-- Opening Marker --
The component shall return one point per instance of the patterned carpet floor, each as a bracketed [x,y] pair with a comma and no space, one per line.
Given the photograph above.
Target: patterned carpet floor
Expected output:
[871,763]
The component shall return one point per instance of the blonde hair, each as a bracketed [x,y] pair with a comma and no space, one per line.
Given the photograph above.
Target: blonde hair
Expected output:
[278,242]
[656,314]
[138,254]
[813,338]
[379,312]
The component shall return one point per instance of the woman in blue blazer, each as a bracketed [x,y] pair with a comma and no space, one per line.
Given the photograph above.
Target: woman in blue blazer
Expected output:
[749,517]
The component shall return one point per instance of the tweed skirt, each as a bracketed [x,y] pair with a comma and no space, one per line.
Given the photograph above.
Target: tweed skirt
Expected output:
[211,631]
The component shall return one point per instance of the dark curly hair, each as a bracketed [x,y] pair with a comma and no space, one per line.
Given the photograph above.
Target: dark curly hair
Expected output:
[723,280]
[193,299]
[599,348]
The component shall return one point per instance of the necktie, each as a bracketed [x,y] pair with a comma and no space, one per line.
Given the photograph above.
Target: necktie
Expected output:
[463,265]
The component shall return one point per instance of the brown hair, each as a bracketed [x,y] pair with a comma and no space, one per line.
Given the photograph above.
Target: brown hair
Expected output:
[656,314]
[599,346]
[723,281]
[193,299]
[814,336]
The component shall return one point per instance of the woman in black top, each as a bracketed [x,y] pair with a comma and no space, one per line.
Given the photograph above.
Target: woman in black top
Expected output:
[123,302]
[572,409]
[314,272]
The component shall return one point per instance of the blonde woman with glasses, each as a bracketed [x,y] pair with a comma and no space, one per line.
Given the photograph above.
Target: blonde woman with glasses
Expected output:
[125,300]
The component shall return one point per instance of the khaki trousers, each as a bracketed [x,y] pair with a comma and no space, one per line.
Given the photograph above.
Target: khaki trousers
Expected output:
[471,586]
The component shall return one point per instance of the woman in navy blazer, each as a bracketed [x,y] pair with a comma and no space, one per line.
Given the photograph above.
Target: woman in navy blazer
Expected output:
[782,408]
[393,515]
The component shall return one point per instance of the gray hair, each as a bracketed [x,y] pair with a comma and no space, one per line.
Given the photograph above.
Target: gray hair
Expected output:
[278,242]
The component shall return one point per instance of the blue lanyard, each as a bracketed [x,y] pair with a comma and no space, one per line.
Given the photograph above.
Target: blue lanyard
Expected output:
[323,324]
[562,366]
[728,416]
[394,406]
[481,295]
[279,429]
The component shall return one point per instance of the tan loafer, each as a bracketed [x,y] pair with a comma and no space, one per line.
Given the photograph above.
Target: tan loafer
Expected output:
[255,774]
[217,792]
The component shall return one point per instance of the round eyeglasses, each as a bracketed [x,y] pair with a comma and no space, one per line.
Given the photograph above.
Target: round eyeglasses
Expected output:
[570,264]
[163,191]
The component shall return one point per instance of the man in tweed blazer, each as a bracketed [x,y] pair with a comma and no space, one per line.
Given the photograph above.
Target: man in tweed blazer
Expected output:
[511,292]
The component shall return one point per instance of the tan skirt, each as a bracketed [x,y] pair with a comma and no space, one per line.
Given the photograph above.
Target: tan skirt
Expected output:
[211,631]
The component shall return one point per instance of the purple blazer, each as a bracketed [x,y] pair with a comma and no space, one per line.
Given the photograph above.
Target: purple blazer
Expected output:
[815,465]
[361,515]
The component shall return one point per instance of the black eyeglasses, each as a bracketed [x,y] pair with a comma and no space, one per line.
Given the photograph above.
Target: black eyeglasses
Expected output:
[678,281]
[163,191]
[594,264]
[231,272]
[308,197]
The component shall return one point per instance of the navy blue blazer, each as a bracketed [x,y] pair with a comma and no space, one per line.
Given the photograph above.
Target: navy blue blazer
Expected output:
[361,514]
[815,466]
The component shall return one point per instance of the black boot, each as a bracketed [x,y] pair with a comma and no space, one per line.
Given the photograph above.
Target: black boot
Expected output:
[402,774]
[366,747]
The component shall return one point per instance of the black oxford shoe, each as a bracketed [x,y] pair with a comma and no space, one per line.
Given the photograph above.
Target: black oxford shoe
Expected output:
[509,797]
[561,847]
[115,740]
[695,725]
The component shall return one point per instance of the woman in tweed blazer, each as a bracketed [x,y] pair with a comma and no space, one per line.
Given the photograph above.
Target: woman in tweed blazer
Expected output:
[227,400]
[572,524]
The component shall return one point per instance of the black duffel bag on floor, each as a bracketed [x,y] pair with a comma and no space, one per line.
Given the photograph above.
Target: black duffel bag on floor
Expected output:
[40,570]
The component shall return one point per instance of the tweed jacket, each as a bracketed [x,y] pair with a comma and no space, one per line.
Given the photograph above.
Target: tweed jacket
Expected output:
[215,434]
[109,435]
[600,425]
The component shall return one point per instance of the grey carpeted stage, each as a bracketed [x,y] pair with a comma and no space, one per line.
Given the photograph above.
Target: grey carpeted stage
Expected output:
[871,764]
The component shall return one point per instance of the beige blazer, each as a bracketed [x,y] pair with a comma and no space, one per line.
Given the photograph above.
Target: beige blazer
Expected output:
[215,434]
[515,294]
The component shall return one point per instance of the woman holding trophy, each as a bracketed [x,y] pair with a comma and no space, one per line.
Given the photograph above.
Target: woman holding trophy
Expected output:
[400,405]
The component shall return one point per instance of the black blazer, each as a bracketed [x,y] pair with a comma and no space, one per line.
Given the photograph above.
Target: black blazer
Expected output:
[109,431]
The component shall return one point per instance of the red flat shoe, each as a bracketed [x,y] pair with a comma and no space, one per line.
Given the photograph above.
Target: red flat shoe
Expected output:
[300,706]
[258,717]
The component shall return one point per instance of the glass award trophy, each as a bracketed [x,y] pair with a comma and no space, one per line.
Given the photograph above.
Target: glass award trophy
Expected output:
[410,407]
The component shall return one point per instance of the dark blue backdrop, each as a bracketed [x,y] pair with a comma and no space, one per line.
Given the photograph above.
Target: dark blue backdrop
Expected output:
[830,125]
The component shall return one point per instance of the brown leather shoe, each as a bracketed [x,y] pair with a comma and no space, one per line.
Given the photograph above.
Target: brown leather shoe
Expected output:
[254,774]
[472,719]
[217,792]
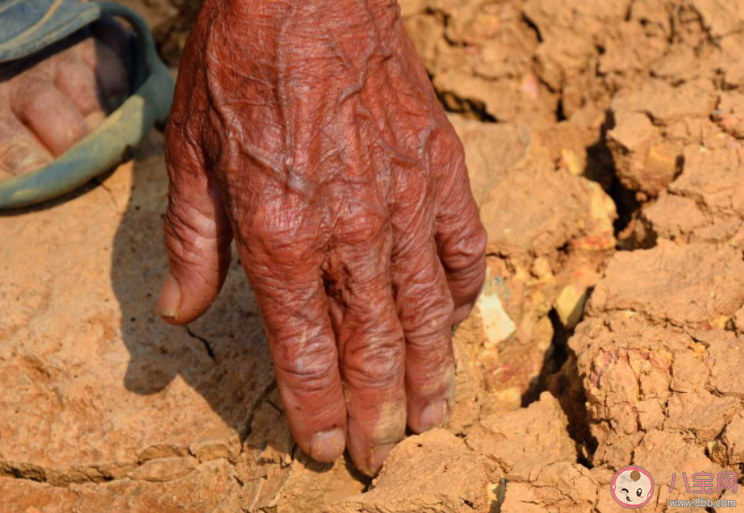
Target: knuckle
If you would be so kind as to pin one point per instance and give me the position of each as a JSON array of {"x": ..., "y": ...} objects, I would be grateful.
[
  {"x": 309, "y": 366},
  {"x": 375, "y": 363},
  {"x": 428, "y": 319}
]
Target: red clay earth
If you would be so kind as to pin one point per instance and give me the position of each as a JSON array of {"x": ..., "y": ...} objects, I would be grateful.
[{"x": 588, "y": 126}]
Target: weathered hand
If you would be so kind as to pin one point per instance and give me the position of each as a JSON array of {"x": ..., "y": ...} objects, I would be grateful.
[{"x": 308, "y": 130}]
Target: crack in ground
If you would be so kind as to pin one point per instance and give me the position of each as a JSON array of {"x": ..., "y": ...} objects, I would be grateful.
[{"x": 204, "y": 341}]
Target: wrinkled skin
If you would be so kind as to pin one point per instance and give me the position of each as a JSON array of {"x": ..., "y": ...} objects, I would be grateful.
[
  {"x": 309, "y": 132},
  {"x": 50, "y": 101}
]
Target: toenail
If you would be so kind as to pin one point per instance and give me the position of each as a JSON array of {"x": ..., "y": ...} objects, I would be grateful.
[
  {"x": 170, "y": 298},
  {"x": 327, "y": 446}
]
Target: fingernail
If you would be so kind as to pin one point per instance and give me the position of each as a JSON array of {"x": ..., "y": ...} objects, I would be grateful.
[
  {"x": 433, "y": 415},
  {"x": 170, "y": 298},
  {"x": 327, "y": 446},
  {"x": 462, "y": 312},
  {"x": 377, "y": 457}
]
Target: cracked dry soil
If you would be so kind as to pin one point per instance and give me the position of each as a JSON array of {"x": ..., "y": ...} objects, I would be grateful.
[{"x": 604, "y": 143}]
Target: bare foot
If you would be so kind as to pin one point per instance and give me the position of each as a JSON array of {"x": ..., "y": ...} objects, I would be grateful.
[{"x": 51, "y": 100}]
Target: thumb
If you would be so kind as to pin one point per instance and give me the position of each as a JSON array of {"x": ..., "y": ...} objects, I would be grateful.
[{"x": 197, "y": 235}]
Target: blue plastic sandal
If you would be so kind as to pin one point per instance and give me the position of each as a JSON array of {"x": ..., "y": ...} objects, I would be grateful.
[{"x": 27, "y": 26}]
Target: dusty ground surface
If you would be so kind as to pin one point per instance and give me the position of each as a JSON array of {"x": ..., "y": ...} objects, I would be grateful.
[{"x": 605, "y": 145}]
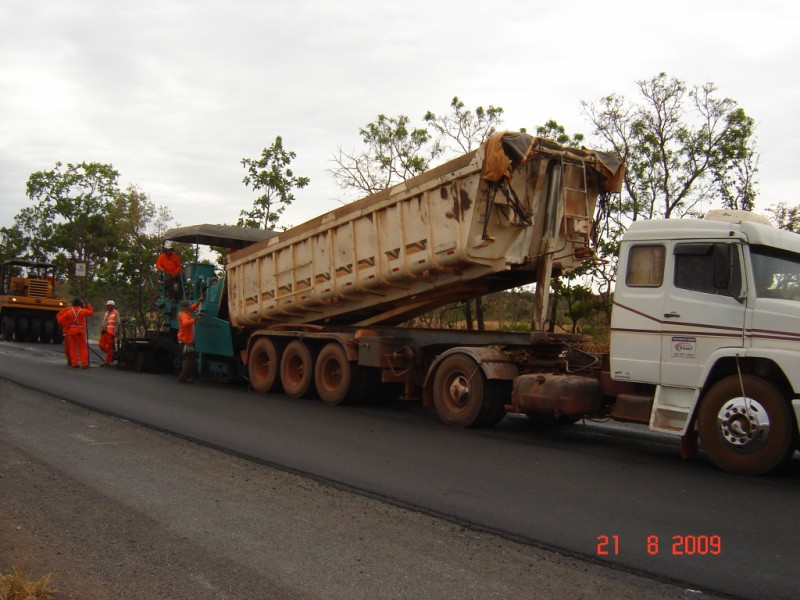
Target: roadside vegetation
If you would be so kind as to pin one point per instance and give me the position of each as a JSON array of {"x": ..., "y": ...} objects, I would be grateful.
-- Closing Marker --
● **Your task**
What lines in the data above contain the word "brown"? Show them all.

● **Task response**
The component shall return one point per instance of the brown hair, each as a bracketed [x,y] pair with a comma and no space, one per line.
Target: brown hair
The component shall return one point per instance of the brown leather shoe, each as a bracketed [x,y] pair with a comma and no space, one per line.
Target: brown leather shoe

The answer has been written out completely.